- Exercise material
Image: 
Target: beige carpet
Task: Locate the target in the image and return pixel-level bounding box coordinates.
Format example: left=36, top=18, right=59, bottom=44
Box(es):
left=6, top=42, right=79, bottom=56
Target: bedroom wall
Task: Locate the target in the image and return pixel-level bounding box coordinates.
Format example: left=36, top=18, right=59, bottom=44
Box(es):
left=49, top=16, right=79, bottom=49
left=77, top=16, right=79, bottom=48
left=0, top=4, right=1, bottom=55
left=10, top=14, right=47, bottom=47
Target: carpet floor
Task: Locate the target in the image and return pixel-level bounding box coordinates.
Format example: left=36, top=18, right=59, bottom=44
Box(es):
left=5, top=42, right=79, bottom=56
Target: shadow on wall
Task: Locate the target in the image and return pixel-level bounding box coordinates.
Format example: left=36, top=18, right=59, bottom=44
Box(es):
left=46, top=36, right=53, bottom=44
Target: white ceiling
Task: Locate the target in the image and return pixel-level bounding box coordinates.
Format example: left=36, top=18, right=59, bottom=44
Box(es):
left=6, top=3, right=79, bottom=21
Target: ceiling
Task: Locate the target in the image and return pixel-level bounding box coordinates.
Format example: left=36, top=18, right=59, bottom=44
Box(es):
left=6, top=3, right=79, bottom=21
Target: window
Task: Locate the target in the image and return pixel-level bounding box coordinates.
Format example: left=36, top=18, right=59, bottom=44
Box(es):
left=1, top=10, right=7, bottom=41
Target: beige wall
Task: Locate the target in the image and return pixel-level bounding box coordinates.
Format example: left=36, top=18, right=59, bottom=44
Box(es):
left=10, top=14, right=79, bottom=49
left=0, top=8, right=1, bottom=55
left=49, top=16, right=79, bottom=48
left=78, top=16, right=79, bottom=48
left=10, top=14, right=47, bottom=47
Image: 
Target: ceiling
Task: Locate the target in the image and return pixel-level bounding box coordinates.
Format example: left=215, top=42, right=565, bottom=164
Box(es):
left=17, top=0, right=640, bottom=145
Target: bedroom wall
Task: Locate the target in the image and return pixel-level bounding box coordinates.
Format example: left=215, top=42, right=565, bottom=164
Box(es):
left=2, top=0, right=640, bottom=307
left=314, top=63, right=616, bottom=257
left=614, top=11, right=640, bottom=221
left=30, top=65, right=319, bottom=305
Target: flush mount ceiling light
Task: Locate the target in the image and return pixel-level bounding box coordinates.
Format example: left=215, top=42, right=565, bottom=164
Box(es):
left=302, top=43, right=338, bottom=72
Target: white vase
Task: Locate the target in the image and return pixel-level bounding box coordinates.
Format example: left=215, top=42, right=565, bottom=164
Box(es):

- Task directions
Set down, with no changes, the stretch from the line containing "Target: white ceiling" through the line containing "left=1, top=10, right=7, bottom=41".

- Finished answer
Target: white ceiling
Task: Locate the target in the image and return pixel-level bounding box coordinates.
Format example: left=36, top=18, right=59, bottom=44
Box(es):
left=6, top=3, right=79, bottom=21
Target: ceiling
Task: Locate the target in the image and return pixel-level bounding box coordinates.
Format example: left=36, top=18, right=59, bottom=44
Box(es):
left=6, top=3, right=79, bottom=21
Target: window
Task: Locate the target in the image and return pixel-level bounding box coordinates.
Format example: left=36, top=18, right=59, bottom=44
Box(es):
left=1, top=10, right=7, bottom=41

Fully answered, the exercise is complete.